=== Begin Enclosure ===

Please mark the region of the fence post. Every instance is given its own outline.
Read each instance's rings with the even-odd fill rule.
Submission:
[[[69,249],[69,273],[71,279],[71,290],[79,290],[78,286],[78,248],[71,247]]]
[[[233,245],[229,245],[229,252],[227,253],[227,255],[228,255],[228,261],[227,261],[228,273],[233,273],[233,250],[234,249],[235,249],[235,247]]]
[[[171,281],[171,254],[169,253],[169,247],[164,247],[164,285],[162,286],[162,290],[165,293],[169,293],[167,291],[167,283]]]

=== End Enclosure ===

Repeat the material in full, exactly as it reads.

[THE ANSWER]
Please mark the region of the fence post. Every instance is given its own outline.
Read each instance's rings with the even-odd fill rule.
Submission:
[[[69,249],[69,273],[71,279],[71,290],[79,290],[78,286],[78,248],[71,247]]]
[[[233,245],[229,245],[229,252],[227,253],[227,255],[228,255],[228,261],[227,261],[228,273],[233,273],[233,250],[234,249],[235,249],[235,247]]]
[[[171,281],[171,254],[169,253],[169,247],[164,247],[164,285],[162,286],[162,290],[165,293],[169,293],[167,291],[167,283]]]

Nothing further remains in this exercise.